## RECORDS PROVIDED
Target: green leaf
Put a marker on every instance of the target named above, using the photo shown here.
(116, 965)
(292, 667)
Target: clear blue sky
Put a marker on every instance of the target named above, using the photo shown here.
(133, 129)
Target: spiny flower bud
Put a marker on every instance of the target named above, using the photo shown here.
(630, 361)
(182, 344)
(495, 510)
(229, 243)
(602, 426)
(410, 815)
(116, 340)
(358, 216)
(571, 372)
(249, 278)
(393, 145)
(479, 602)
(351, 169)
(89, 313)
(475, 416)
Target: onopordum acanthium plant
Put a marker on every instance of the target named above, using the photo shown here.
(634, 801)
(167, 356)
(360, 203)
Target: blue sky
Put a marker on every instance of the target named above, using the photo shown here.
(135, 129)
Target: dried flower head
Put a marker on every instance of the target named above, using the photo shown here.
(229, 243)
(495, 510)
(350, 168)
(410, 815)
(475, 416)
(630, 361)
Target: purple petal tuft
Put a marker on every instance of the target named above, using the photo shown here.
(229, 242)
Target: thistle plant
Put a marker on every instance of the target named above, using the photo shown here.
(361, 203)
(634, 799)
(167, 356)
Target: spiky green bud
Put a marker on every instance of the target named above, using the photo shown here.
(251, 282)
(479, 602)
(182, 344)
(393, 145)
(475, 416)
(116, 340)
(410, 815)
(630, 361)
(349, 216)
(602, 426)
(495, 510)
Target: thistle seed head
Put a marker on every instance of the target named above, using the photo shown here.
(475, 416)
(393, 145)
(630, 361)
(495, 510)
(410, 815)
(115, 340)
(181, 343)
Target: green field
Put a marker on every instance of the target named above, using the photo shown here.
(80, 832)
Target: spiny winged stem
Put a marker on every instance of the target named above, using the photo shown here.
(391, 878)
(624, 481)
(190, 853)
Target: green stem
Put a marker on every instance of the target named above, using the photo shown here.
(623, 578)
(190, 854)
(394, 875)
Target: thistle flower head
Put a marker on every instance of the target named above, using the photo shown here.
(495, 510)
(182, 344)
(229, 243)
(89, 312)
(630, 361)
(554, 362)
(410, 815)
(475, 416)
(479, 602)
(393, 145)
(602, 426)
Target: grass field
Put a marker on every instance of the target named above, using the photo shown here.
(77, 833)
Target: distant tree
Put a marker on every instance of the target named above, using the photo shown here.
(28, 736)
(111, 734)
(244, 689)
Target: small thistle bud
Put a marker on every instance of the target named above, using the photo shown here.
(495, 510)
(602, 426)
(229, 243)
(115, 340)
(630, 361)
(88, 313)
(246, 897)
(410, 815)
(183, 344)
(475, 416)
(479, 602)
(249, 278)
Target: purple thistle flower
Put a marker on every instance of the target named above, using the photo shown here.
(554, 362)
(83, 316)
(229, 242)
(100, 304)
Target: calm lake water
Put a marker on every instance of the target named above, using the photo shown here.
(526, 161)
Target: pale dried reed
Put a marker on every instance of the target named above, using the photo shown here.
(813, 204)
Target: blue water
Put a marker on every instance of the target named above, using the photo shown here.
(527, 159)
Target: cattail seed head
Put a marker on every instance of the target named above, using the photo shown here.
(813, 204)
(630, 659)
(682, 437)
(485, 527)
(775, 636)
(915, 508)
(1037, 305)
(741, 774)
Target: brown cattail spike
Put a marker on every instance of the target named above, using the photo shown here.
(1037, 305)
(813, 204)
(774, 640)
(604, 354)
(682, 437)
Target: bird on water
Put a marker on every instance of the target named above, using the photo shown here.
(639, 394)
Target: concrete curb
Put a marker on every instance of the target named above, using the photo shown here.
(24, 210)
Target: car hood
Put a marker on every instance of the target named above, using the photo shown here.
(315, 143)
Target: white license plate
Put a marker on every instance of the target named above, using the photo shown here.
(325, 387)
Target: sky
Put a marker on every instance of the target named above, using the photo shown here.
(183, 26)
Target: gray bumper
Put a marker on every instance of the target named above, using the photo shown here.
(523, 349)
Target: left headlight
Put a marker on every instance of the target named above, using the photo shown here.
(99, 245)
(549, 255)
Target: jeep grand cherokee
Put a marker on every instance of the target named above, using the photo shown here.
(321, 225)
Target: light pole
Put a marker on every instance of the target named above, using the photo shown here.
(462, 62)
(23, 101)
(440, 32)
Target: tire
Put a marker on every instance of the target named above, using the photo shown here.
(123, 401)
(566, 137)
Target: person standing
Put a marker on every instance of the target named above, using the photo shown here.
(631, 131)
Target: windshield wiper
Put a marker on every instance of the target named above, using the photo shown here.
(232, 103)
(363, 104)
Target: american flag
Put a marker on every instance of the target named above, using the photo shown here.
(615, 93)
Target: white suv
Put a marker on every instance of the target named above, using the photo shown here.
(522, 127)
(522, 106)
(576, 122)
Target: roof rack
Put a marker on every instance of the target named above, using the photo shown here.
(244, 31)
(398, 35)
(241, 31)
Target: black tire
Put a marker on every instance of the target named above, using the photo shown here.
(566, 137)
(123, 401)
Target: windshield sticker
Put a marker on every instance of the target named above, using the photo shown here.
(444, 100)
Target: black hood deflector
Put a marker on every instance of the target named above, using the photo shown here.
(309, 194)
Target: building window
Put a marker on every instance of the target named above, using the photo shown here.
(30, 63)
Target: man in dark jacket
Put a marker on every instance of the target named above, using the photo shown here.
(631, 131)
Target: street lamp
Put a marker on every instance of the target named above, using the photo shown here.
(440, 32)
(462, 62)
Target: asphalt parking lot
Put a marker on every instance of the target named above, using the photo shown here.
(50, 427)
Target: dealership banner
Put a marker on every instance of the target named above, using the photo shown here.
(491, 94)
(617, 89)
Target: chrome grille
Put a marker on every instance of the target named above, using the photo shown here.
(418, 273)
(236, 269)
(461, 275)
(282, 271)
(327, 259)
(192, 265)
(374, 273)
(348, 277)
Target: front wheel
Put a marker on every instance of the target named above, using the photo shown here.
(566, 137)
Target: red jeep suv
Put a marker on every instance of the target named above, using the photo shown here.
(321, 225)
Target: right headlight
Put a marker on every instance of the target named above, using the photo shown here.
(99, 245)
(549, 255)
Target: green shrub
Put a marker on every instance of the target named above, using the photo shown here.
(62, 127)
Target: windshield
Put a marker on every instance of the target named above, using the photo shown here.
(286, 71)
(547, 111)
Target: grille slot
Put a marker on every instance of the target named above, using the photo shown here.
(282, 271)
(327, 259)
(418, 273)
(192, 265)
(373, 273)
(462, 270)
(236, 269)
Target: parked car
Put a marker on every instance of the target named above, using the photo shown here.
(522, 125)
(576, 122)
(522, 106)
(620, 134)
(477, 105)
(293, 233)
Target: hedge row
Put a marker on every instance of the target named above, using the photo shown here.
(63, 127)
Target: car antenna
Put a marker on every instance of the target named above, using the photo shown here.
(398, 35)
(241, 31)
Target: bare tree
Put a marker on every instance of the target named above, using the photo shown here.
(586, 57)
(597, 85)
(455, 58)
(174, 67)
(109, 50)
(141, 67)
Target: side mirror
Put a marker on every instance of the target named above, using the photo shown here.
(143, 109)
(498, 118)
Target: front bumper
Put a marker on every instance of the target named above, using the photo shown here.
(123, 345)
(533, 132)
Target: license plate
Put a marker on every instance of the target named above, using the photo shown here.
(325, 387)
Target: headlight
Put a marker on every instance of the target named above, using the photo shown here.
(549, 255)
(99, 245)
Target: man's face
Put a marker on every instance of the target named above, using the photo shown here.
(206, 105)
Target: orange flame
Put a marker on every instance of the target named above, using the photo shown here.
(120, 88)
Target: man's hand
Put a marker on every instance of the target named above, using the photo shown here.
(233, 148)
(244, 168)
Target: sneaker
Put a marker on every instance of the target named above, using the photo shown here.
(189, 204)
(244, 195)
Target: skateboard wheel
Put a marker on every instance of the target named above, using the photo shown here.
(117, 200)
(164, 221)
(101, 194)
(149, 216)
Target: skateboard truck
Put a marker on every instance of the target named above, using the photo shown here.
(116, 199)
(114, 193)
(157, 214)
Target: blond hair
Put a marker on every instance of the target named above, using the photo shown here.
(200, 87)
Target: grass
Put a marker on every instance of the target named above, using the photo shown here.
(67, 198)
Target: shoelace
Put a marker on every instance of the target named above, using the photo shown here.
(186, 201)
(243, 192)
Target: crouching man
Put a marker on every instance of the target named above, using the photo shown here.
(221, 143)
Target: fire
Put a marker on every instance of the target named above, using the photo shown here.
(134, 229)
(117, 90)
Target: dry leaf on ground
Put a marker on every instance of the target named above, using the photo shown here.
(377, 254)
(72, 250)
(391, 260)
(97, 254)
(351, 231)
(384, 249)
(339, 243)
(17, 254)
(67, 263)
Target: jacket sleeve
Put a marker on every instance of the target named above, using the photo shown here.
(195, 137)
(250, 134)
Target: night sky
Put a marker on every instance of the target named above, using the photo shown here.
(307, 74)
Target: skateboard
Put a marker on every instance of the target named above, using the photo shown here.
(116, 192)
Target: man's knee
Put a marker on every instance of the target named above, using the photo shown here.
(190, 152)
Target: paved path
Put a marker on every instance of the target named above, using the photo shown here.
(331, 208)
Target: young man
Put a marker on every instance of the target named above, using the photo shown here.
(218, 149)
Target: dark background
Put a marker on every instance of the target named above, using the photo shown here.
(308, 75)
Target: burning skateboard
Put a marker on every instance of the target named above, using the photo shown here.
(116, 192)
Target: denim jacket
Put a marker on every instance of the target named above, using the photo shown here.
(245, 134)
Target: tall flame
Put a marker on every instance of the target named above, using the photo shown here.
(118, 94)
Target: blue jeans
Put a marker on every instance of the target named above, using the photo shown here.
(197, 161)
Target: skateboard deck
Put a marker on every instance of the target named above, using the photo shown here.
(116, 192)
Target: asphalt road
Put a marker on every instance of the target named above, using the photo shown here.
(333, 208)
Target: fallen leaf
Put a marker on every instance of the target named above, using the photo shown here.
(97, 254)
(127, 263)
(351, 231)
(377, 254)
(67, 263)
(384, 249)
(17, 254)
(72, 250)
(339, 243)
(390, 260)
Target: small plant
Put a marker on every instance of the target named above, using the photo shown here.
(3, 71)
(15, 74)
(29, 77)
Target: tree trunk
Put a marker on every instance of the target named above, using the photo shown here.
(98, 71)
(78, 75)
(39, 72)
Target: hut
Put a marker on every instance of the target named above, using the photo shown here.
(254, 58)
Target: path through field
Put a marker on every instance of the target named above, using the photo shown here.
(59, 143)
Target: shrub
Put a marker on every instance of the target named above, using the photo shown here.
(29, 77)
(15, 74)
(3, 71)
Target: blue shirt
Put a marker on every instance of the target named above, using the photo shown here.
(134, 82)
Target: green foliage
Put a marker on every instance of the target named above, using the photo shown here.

## WORK INSTRUCTIONS
Copy the stretch from the line containing "Target: hut" through the end of the items, with "marker" changed to "dot" everywhere in it and all other text kept the same.

## RESPONSE TO THE EXERCISE
Target: hut
Put a dot on every instance of the target named above, using the photo shown here.
(254, 58)
Target: path through field
Put a dot on every instance of the target named above, using the photo shown here.
(59, 143)
Target: shrub
Put a dot on every instance of the target named above, using the photo shown here.
(29, 77)
(15, 74)
(3, 71)
Target: blue shirt
Put a dot on every instance of the target named above, using the photo shown here.
(134, 82)
Target: green foliage
Put a dot on every instance of the target named above, using the photo shown here.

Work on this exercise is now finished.